_Requirement_
Copy out every one of the entries below word for word, without changing anything.

_Information shown_
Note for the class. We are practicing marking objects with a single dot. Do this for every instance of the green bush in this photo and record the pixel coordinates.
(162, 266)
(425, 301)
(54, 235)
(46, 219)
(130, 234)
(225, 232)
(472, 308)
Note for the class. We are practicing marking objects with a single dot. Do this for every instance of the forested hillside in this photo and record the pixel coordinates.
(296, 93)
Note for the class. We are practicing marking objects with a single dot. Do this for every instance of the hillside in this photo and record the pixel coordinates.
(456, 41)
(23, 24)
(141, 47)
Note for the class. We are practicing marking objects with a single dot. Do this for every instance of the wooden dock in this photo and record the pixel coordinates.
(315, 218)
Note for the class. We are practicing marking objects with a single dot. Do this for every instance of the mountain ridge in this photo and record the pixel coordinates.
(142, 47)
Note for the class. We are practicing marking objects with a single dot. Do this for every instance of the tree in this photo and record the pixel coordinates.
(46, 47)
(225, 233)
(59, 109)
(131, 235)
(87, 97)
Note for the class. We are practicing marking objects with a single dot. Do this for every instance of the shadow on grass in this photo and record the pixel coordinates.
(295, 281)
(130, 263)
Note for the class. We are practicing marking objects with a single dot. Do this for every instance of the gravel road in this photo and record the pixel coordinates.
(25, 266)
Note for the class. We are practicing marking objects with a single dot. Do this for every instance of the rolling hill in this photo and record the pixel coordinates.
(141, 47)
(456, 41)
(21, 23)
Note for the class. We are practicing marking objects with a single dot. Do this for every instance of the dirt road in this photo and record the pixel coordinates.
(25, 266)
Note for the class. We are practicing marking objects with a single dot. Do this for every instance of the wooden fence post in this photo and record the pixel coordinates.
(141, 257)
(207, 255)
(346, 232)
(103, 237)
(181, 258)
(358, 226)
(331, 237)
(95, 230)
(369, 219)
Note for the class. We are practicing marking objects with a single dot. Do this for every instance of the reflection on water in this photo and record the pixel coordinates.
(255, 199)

_Exercise result_
Note for the class. We are practicing marking objects with a single dot. Do this for every instance of the green bush in this photo and record the pixel coordinates.
(162, 266)
(425, 301)
(54, 235)
(46, 219)
(130, 234)
(225, 232)
(472, 308)
Note for the class. We are practicing marking objects with a single dot. Do this for every instance of the forested hillside in this photo and record the pixel coordinates.
(296, 93)
Note for the class. We are practicing marking objects with a single dot. Do this for every instance of the hillside in this photo and record the pixel coordinates.
(456, 41)
(23, 24)
(141, 47)
Note for the class. We are practicing marking objects with a single dot. Do this for every instance of the wooden dock in this photo and record the pixel coordinates.
(315, 218)
Note for the class. We are practicing marking objects with a single dot. Do this for every instance of the mountain ridge in this photo and record the pixel coordinates.
(142, 47)
Note for the class. We are practicing marking objects with a single dot. Do this for every instance of the tree in this photo and record the pixel coordinates.
(46, 47)
(225, 233)
(59, 109)
(131, 235)
(87, 97)
Note for the class. We are practicing marking objects with a single dot. Do this for every instance of the shadow on grass in this photo and record the pixel coordinates.
(295, 281)
(130, 263)
Note for the class. We are practicing marking objects with a single dot. Do this for every instance of the gravel road in this photo and record the pixel coordinates.
(25, 266)
Note for the class. We are practicing marking objects with a single dot. Do this for every instance of the rolling hill in this photo and record the pixel coordinates.
(141, 47)
(456, 41)
(21, 23)
Note for the class. We are practicing marking objects with a single dot. Do this for every instance of the dirt road in this photo and record the pixel coordinates.
(25, 266)
Note for the class. We are practicing marking objects with a single dot. Do this for every instance of the wooden fence post in this photo and record the pixel coordinates.
(141, 257)
(207, 255)
(346, 232)
(103, 237)
(181, 258)
(358, 226)
(331, 237)
(95, 230)
(369, 219)
Note for the class. We are practicing marking objects with a single dot. Do this for every instance of the reflection on water in this photo and record the pixel coordinates.
(255, 199)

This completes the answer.